• TASK DIRECTIONS
Rewrite all of the entries below as a numbered list, omitting any blank lines.

• MATERIAL TO PROCESS
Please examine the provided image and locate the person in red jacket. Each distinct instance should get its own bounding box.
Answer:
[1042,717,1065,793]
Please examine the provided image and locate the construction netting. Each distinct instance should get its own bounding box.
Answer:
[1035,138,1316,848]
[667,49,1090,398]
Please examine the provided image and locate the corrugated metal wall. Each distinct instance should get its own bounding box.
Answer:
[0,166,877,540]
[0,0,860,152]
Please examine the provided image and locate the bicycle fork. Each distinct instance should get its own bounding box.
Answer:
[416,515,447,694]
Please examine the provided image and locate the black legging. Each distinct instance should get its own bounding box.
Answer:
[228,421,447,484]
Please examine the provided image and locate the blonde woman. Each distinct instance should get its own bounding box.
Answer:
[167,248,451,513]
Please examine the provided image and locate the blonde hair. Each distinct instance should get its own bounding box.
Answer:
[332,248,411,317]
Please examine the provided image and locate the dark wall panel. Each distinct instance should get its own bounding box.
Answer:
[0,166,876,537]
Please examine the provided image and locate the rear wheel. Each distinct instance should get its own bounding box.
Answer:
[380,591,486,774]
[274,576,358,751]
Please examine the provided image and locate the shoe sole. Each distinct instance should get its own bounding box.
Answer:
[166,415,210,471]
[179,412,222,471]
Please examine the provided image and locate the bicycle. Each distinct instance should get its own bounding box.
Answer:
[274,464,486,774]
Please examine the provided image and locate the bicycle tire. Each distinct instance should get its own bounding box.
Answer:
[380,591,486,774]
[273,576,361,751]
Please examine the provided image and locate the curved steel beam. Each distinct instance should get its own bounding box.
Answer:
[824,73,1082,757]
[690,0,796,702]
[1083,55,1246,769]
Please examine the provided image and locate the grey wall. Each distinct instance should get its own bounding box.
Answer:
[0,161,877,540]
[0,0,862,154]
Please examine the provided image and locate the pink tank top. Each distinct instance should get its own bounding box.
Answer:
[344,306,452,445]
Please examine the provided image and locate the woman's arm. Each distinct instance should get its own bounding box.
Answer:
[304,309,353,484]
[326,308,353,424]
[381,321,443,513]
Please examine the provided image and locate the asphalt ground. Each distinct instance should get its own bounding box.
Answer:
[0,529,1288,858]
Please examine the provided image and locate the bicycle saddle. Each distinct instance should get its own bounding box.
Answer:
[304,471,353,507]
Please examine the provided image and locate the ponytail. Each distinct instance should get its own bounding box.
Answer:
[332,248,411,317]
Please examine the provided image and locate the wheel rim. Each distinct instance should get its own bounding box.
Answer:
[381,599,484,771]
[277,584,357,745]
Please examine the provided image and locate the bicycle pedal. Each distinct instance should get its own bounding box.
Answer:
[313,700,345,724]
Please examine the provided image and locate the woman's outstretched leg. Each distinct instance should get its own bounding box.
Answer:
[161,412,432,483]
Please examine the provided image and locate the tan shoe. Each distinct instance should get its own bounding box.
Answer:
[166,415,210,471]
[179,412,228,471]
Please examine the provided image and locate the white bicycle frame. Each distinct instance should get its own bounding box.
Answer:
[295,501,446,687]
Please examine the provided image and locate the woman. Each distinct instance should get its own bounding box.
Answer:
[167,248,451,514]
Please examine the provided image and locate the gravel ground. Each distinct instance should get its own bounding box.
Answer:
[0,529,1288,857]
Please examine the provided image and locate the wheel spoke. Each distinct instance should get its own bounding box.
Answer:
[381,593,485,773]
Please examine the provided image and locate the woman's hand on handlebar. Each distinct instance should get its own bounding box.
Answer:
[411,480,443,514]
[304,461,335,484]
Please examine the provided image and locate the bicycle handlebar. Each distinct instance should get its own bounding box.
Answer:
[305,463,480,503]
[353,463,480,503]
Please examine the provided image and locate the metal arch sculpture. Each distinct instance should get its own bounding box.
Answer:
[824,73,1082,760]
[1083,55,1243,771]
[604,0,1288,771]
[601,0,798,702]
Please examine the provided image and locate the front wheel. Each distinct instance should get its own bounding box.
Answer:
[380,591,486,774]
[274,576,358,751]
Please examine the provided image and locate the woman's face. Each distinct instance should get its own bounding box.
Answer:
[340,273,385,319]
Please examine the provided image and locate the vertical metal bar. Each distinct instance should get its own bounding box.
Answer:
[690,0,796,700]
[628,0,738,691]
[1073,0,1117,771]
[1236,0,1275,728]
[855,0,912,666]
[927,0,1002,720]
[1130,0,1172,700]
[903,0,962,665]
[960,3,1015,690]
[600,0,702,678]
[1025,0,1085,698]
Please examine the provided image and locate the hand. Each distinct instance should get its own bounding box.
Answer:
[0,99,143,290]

• REPLY TO THE TASK
1. Please examine the provided image and locate the person in red jacket. Each distinct instance should get its own bounding box.
2. Answer:
3. [1042,717,1065,793]
4. Please examine the provided image and locate the construction netting. Each distinct instance should get its own bounding box.
5. Answer:
6. [1035,138,1316,848]
7. [667,49,1090,398]
8. Please examine the provided image and locate the corrugated metal wall. Each distinct instance should get its own bounding box.
9. Answer:
10. [0,166,877,540]
11. [0,0,860,152]
12. Please examine the provided image and locate the bicycle fork. Each distinct instance should get its own bounding box.
13. Answer:
14. [416,515,447,694]
15. Please examine the provided image and locate the black legging. Each distinct instance should get its own bounding box.
16. Answer:
17. [228,421,447,484]
18. Please examine the provided image and locate the blonde woman. Each distinct instance should get its own bounding box.
19. Answer:
20. [167,248,451,513]
21. Please examine the provided image and locate the blonde hair. Each distinct instance should get its own bounding box.
22. Answer:
23. [332,248,411,317]
24. Please examine the provided image and locate the dark wall panel. Each distinct instance should get its own bounding box.
25. Answer:
26. [0,166,876,537]
27. Please examine the provided image and locate the rear wheel. Each distinct instance should get its own bounding box.
28. Answer:
29. [380,591,486,774]
30. [274,576,358,751]
31. Please examine the provided image and locate the shoe sole. Each distinct instance should get its own bounding box.
32. Answer:
33. [166,415,210,471]
34. [179,412,222,471]
35. Please examine the provided image and locate the bicycle. Each distinct instance should get its own bounding box.
36. Answer:
37. [274,464,486,774]
38. Please examine the provided image and locate the bicycle tire. Each distinct instance should get its own bounding box.
39. Answer:
40. [380,591,486,774]
41. [273,576,361,751]
42. Please examine the provided image and locate the curved steel beam. Each distinct instance should get its own bounding box.
43. Answer:
44. [824,73,1082,757]
45. [690,0,796,702]
46. [1083,55,1246,769]
47. Please examine the provided image and locate the grey wall. Each distinct instance should get its own bounding box.
48. Answer:
49. [0,161,877,540]
50. [0,0,862,154]
51. Please examine the provided image and locate the pink tank top. Each distinct instance should get its own bounding box.
52. Answer:
53. [344,306,452,445]
54. Please examine the provided image and locate the woman's arm. Each distinct instance should get its own bounding box.
55. Answer:
56. [304,309,353,484]
57. [326,308,353,424]
58. [381,321,443,513]
59. Please examine the provided image and locate the asphalt ground. Each distinct instance should get its own bounding box.
60. Answer:
61. [0,529,1288,858]
62. Please examine the provided image and locate the bicycle saddle. Each distinct instance should get its own bounding box.
63. Answer:
64. [304,471,353,507]
65. Please examine the provided image and locate the ponytail. Each distinct instance should get its own bounding box.
66. Answer:
67. [332,248,411,317]
68. Please examine the provided image and locate the wheel rim. Each distinct instance should get its own bounding box.
69. Answer:
70. [381,599,484,771]
71. [277,584,357,745]
72. Please examine the provided image and locate the bicycle pedal. Each distinct instance should get its own bounding box.
73. Answer:
74. [313,700,345,724]
75. Please examine the provided image and locate the woman's outstretched leg. Each distinct instance should get its own bounding box.
76. Answer:
77. [161,412,432,483]
78. Please examine the provided image and locate the tan shoe. Each distinct instance should get its own bounding box.
79. Answer:
80. [166,415,210,471]
81. [179,412,228,471]
82. Please examine the provided image and locate the white bicycle frame. Each distinct instance should get its own bounding box.
83. Answer:
84. [295,501,446,687]
85. Please examine the provided image and locate the woman. Each distinct instance should get its own bounding box.
86. Answer:
87. [167,248,451,514]
88. Please examine the provided image and locate the gravel ground. Each distinct instance should get its own bounding box.
89. Answer:
90. [0,529,1288,857]
91. Please examine the provided image and locate the wheel spoke. Each distinct instance should get its own bounding box.
92. Answer:
93. [381,593,485,773]
94. Please examine the provided image and locate the woman's hand on handlebar. Each distinct instance should get its own bounding box.
95. Answer:
96. [411,480,443,514]
97. [304,461,335,484]
98. Please examine the provided image and locate the bicycle handlebar. Each distinct instance should get its own bounding box.
99. Answer:
100. [305,463,480,503]
101. [353,463,480,503]
102. Please examine the provided image and locate the metal arch sculpture. Each distinct instance should get its own bounding box.
103. Answer:
104. [824,73,1082,760]
105. [1083,55,1243,771]
106. [604,0,1288,771]
107. [601,0,798,702]
108. Please examine the provided image and locate the front wheel. Each distinct instance should get its own bounding box.
109. Answer:
110. [380,591,486,774]
111. [274,576,358,751]
112. Please examine the provided image and locate the woman's face. Each distinct instance should get its own bounding box.
113. Answer:
114. [340,273,385,319]
115. Please examine the provided image and locate the vertical metal bar. Each distinct instance should get its own bounding box.
116. Answer:
117. [690,0,796,700]
118. [628,0,738,691]
119. [1073,0,1117,771]
120. [1236,0,1275,728]
121. [855,0,912,666]
122. [927,0,1002,720]
123. [1130,0,1172,700]
124. [903,0,962,665]
125. [960,3,1015,690]
126. [600,0,702,678]
127. [1025,0,1085,698]
128. Please examine the provided image and locate the hand. Each distinct instance should get its own bounding box.
129. Answer:
130. [0,99,143,290]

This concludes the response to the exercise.